_WORK REQUIRED_. Copy the entries from the line containing "Target: white snow" through the line containing "129), (119, 96)]", keeping every line in that stretch, but multiply each answer coordinate by 1.8 and round it to a whole number, with halves rounded up. Output only those lines.

_DATASET CONTENT_.
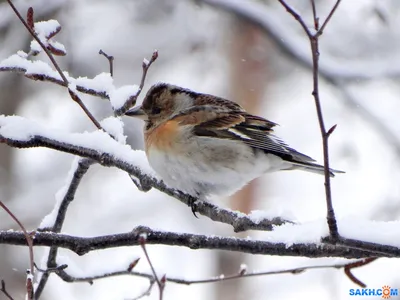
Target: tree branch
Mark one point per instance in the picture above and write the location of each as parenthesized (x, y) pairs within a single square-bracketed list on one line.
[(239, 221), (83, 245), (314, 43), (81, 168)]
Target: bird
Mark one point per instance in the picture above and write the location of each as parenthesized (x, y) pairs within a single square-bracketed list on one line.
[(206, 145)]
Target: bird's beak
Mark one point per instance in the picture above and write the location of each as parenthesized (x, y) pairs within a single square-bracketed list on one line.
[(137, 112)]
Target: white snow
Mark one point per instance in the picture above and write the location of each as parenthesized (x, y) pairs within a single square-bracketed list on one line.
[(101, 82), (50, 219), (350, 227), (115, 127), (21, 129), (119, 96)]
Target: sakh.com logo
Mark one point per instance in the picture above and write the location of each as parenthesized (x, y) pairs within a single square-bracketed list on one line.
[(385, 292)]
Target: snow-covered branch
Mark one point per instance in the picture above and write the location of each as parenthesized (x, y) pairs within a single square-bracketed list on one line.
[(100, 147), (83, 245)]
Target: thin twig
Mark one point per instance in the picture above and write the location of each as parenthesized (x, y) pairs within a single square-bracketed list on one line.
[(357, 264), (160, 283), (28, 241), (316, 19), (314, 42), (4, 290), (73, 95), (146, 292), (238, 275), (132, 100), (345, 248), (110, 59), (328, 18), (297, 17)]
...
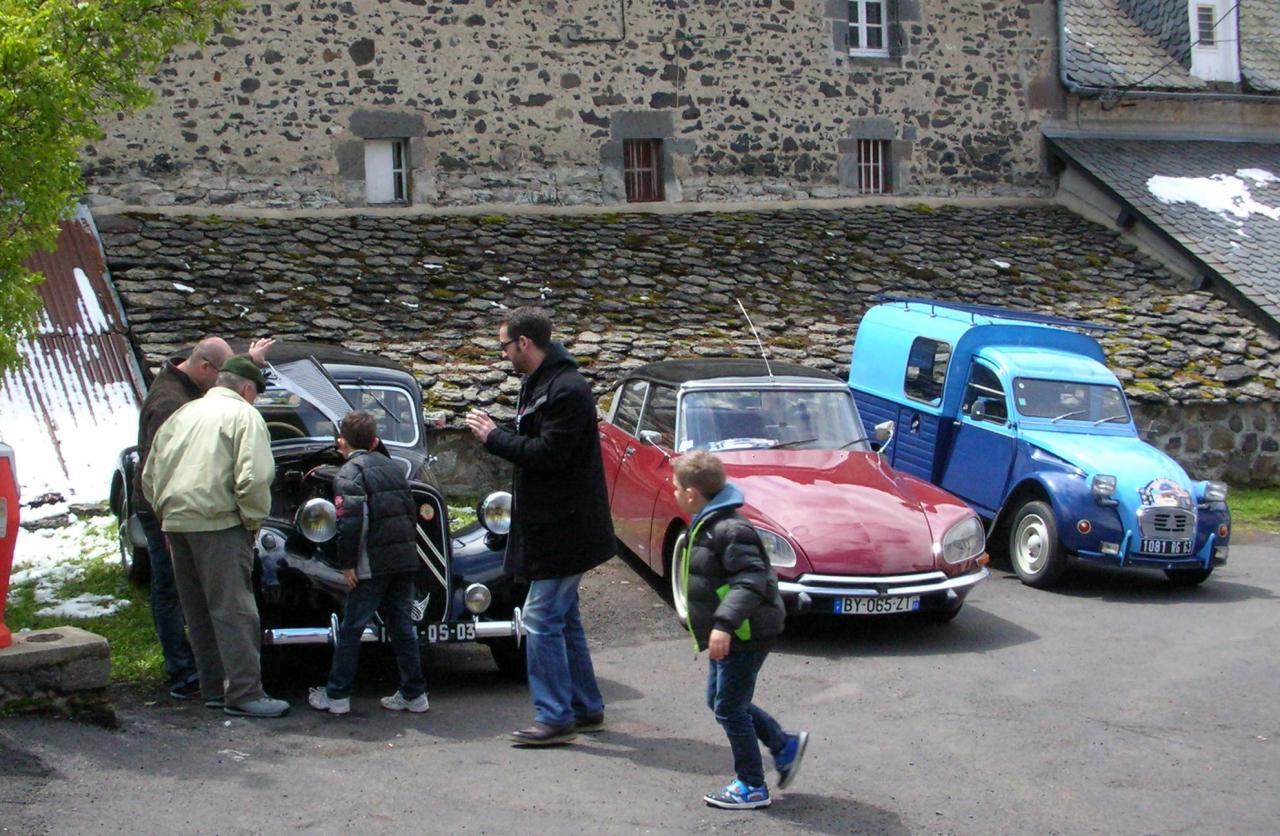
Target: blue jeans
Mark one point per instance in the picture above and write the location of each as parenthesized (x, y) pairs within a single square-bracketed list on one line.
==
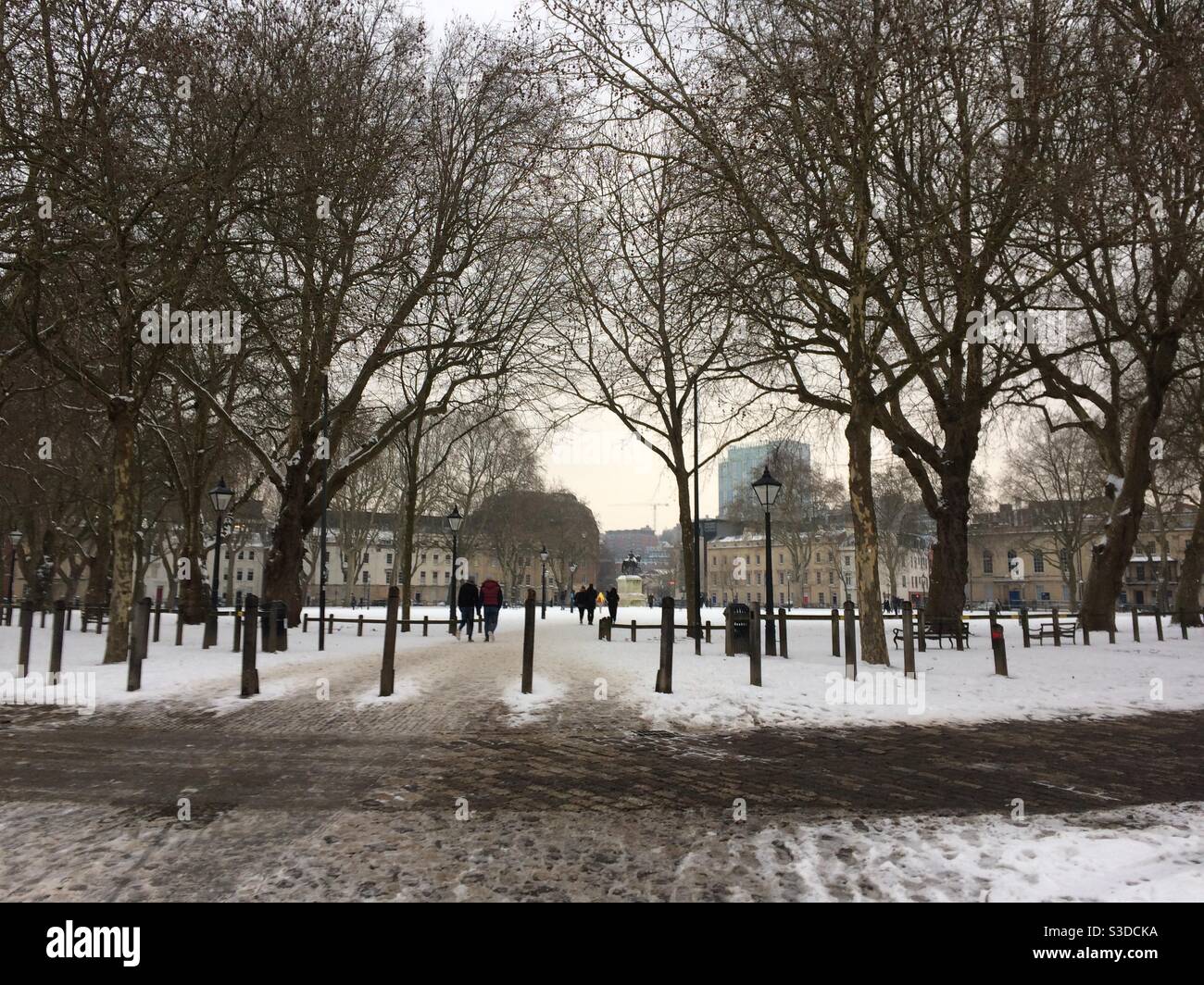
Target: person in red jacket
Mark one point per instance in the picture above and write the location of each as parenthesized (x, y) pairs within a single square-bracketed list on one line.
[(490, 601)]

_TASK OUTPUT_.
Target: white snow
Mark one point per instance in the picture above and write the location of each as parenthesized (x, y) pairs within a single square-bracketed list on one line.
[(182, 148), (90, 394), (630, 409), (207, 229), (38, 232), (214, 173)]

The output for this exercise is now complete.